The high-permittivity field plate 150 may be formed on the gate insulating film 140 above the drain extension region 124, as shown in FIG. 3B. In an embodiment, the high-permittivity field plate 150 is formed to surround both upper and side surfaces of the gate insulating film 140 surrounding the drain extension region 124. The high-permittivity field plate 150 may have a form surrounding all of the drain extension region 124.
In some embodiments, the high-permittivity field plate 150 may be formed by including at least one of silicon dioxide (SiO₂), hafnium oxide (HfO₂), silicon nitride (Si₃N₄), aluminum oxide (Al₂O₃), titanium dioxide (TiO₂), zirconium oxide (ZrO₂), tantalum oxide (Ta₂O₅), and lanthanum oxide (La₂O₃).
In an embodiment, the high-permittivity field plate 150 includes a material having a higher permittivity than silicon dioxide (SiO₂). In an embodiment, the high-permittivity field plate 150 includes or is a material having a high permittivity of 3.9 or more. In an embodiments, the high-permittivity field plate 150 includes or is a material having a high dielectric constant in a range from about 3.9 to about 1600.

▶ **Supplied data**:
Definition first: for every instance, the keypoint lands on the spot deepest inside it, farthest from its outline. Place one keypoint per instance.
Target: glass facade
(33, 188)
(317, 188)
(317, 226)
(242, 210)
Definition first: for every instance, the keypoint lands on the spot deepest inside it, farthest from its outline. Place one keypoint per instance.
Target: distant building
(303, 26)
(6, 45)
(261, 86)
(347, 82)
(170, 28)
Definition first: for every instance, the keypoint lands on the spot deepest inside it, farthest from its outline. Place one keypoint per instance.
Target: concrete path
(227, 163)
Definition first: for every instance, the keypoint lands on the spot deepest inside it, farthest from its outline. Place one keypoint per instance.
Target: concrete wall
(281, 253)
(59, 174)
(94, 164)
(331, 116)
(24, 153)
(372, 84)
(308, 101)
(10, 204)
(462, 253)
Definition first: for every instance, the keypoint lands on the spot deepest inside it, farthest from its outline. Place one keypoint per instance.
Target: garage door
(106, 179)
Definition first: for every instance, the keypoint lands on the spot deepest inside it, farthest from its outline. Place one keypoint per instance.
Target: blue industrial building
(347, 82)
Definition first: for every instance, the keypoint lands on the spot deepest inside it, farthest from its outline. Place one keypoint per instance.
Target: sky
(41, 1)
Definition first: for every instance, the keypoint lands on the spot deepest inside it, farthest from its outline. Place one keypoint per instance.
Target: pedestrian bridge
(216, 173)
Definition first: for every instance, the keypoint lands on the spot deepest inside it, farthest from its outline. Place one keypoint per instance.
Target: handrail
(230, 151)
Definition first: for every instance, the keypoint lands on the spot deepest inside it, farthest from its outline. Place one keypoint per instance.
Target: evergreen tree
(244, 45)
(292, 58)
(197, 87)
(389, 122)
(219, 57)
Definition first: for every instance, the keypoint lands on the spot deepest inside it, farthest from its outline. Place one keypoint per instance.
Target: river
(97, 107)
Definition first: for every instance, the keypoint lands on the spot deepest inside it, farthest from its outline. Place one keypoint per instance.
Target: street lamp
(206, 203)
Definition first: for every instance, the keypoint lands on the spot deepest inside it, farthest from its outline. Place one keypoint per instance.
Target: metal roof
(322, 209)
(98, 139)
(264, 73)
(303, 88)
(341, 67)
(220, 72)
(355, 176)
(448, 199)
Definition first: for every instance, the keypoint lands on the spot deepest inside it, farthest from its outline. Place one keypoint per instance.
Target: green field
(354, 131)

▶ **Parts of the exercise**:
1. Turn the paragraph of the field plate passage that begins "In some embodiments, the high-permittivity field plate 150" into a short list, keeping its facts.
2. Carry the field plate passage forward from its final sentence.
The records play no part in this work.

▶ **Responses**:
1.
In some embodiments, the high-permittivity field plate 150 includes at least one of these materials:
- silicon dioxide (SiO₂)
- hafnium oxide (HfO₂)
- silicon nitride (Si₃N₄)
- aluminum oxide (Al₂O₃)
- titanium dioxide (TiO₂)
- zirconium oxide (ZrO₂)
- tantalum oxide (Ta₂O₅)
- lanthanum oxide (La₂O₃)

2.
The double gate 160 may be formed on a portion of the gate insulating film 140. The double gate 160 may be formed on the gate insulating film 140 except for the drain extension region 124. In an embodiment, the double gate 160 does not overlap the drain extension region 124. The double gate 160 may include the first gate 160 a having a first work function and the second gate 160 b having a second work function that is less than the first work function.
In an embodiment, the first gate 160 a and the second gate 160 b include different materials. In some embodiments, the first gate 160 a and the second gate 160 b may include the same material having different impurity doping concentrations, such as polysilicon. In some embodiments, the first gate 160 a and the second gate 160 b may include at least one of impurity-doped polysilicon, metal, or metal nitride.
In some embodiments, the first gate 160 a and the second gate 160 b may include at least one of titanium (Ti), tantalum (Ta), tungsten (W), molybdenum (M), titanium nitride (TiN), tantalum nitride (TaN), tungsten nitride (WN), molybdenum nitride (MoN), copper (Cu), gold (Au), and cobalt (Co).
In an embodiment, the first gate 160 a and the second gate 160 b have the same thicknesses T1. In addition, in FIG. 3B, although the first gate 160 a and the second gate 160 b are illustrated as being formed as a single layer, the first gate 160 a and the second gate 160 b may be formed as a multiple layer in which a plurality of materials described above are stacked. The contact electrode 170 may be formed on the source 121 and the drain 122. For example, a first contact electrode 170 may be formed on the source 121 and a second contact electrode 170 may be formed on drain 122.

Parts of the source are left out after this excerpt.